§ WHAT YOU NEED TO DO
Please write out exactly the lines that begin at the line containing "box: [380, 250, 434, 306]" and run to the end of the records.

[Stored items]

|---|

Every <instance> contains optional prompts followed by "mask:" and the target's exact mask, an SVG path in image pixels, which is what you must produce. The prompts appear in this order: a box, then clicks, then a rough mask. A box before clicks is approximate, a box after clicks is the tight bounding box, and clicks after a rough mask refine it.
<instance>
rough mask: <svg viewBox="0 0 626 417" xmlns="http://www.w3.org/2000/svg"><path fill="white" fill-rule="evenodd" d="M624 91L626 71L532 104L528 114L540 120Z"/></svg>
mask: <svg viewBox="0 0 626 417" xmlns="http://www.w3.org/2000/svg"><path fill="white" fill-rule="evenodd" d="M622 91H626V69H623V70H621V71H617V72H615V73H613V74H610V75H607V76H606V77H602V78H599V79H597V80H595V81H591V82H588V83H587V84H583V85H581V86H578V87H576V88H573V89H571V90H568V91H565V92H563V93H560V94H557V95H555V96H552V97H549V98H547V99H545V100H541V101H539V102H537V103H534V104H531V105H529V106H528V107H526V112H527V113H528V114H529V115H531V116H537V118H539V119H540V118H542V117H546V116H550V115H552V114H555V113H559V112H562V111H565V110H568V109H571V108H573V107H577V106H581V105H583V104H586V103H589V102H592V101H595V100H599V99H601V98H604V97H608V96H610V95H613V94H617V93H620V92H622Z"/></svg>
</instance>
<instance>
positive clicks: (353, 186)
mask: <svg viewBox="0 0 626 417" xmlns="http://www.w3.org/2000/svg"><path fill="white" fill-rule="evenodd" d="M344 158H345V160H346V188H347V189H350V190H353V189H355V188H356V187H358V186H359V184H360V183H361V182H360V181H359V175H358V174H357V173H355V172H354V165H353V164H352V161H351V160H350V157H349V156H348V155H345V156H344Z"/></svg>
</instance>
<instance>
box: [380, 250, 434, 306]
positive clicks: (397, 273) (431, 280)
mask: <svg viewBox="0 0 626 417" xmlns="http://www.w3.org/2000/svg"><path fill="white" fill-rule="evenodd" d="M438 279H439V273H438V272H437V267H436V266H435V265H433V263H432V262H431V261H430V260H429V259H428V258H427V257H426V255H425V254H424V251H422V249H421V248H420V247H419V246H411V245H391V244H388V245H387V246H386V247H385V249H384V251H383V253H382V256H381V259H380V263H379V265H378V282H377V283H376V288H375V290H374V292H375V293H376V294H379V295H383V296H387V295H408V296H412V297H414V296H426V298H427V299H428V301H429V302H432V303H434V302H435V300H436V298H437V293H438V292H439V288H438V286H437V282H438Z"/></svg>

|---|

§ TASK RESULT
box: [380, 250, 434, 306]
positive clicks: (397, 273) (431, 280)
mask: <svg viewBox="0 0 626 417" xmlns="http://www.w3.org/2000/svg"><path fill="white" fill-rule="evenodd" d="M438 279H439V273H438V272H437V267H436V266H435V265H433V263H432V262H431V261H430V260H429V259H428V258H427V257H426V255H425V254H424V251H422V249H421V248H420V247H419V246H411V245H391V244H388V245H387V246H386V247H385V249H384V251H383V253H382V256H381V259H380V263H379V265H378V282H377V283H376V288H375V290H374V292H375V293H376V294H379V295H383V296H387V295H408V296H412V297H414V296H426V298H427V299H428V301H429V302H432V303H434V302H435V300H436V298H437V293H438V292H439V288H438V286H437V282H438Z"/></svg>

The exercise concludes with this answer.